TEXT SECTION ▸
"""

New Edition Or Not, Nissan LEAF Sales Depressed In January For US

FEB 2 2016 BY JAY COLE 44

New 30 kWh Nissan LEAF (and better warranty) To Arrest Falling US Sales In 2016?

New 30 kWh Nissan LEAF (and better warranty) To Arrest Falling US Sales In 2016?

2015 was mostly a year to forget for Nissan with the LEAF.  The first six months of 2015 showed decent results, but news of an upcoming 2016 edition with a 107 mile option last summer obliterated took the legs out from under the brand in the second half.

Nissan LEAF Sales In US Through 2015

Nissan LEAF Sales In US Through 2015

By the end of the year, 2016s had rolled out in a limited fashion in the US, but the damage was done, and the year was mostly a write-off.

"""

GOALS ▸
1. Reproduce the Nissan LEAF sales article verbatim, everything from "FEB 2 2016 BY" down to "mostly a write-off.".
2. What battery capacity does the Nissan LEAF sales article give for the new LEAF?

[Portion of a data file]
"""

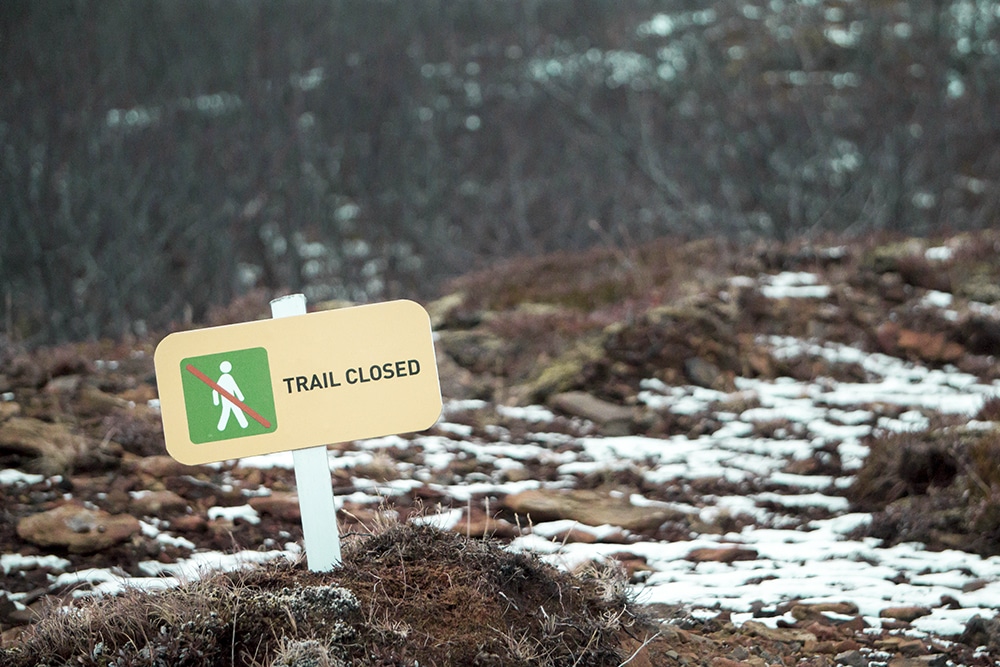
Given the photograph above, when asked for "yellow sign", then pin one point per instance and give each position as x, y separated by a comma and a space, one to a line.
296, 382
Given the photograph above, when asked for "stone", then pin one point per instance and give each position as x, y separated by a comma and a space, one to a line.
481, 525
9, 409
907, 614
51, 448
460, 383
931, 347
721, 555
932, 660
163, 466
281, 505
852, 658
589, 507
441, 311
802, 612
787, 635
564, 373
77, 529
158, 503
613, 419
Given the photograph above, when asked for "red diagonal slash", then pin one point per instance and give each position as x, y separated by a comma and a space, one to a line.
250, 412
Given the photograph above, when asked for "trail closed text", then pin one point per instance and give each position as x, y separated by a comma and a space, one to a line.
352, 376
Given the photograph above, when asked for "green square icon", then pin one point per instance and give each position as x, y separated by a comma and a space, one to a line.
228, 395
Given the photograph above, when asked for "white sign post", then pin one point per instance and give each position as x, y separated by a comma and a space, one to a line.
312, 479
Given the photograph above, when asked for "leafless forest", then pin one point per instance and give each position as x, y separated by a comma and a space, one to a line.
157, 158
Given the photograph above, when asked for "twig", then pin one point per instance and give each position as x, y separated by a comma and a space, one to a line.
639, 650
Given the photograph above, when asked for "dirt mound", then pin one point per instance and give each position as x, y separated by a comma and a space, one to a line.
410, 595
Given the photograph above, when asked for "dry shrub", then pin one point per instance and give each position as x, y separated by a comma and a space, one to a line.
138, 432
937, 487
589, 280
903, 464
407, 595
918, 271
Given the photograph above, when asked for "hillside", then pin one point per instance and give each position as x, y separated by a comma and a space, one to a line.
678, 453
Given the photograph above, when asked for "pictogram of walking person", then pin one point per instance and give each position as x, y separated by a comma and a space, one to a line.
227, 382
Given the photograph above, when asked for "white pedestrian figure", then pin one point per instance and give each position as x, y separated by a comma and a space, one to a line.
227, 382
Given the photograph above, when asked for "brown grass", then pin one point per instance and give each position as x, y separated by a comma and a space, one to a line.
407, 595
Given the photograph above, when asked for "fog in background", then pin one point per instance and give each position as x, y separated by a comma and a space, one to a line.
161, 157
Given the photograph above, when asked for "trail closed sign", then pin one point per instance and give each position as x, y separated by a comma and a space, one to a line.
295, 382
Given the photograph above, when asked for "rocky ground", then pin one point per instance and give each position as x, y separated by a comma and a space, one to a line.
790, 452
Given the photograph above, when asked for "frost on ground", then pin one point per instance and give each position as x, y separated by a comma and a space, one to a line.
799, 472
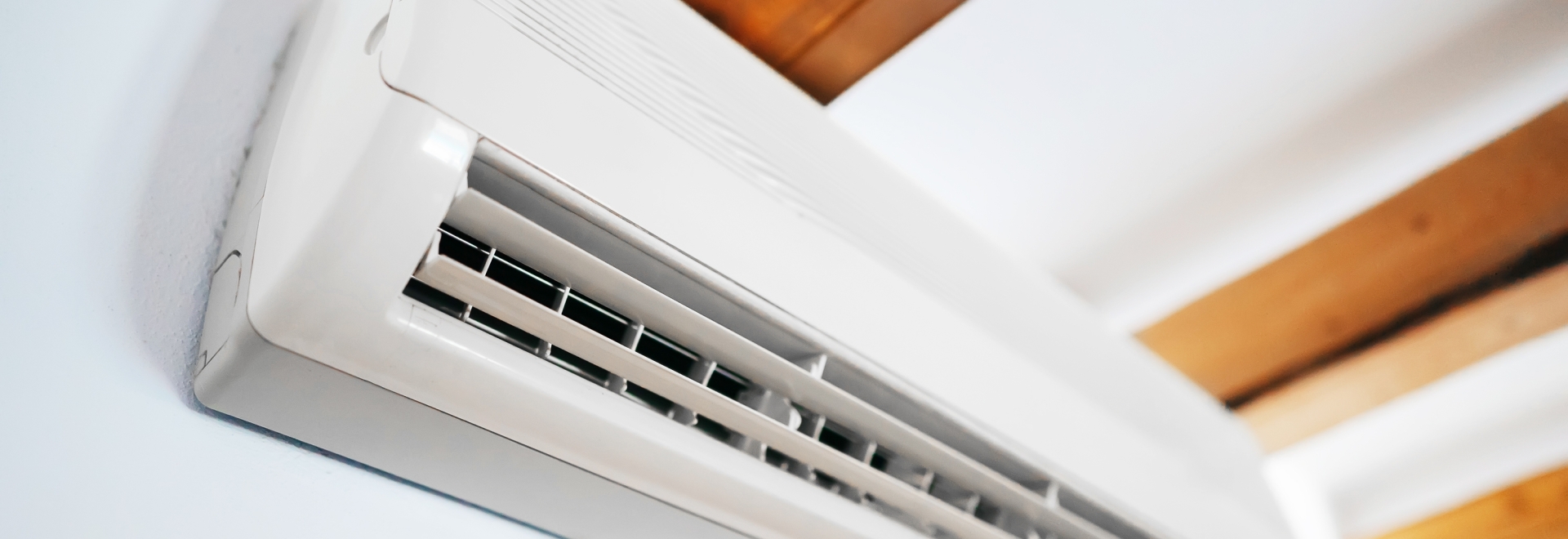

"""

THE RESPONSES ▸
1.
FEB 2 2016 BY JAY COLE 44

New 30 kWh Nissan LEAF (and better warranty) To Arrest Falling US Sales In 2016?

New 30 kWh Nissan LEAF (and better warranty) To Arrest Falling US Sales In 2016?

2015 was mostly a year to forget for Nissan with the LEAF.  The first six months of 2015 showed decent results, but news of an upcoming 2016 edition with a 107 mile option last summer obliterated took the legs out from under the brand in the second half.

Nissan LEAF Sales In US Through 2015

Nissan LEAF Sales In US Through 2015

By the end of the year, 2016s had rolled out in a limited fashion in the US, but the damage was done, and the year was mostly a write-off.

2. 30 kWh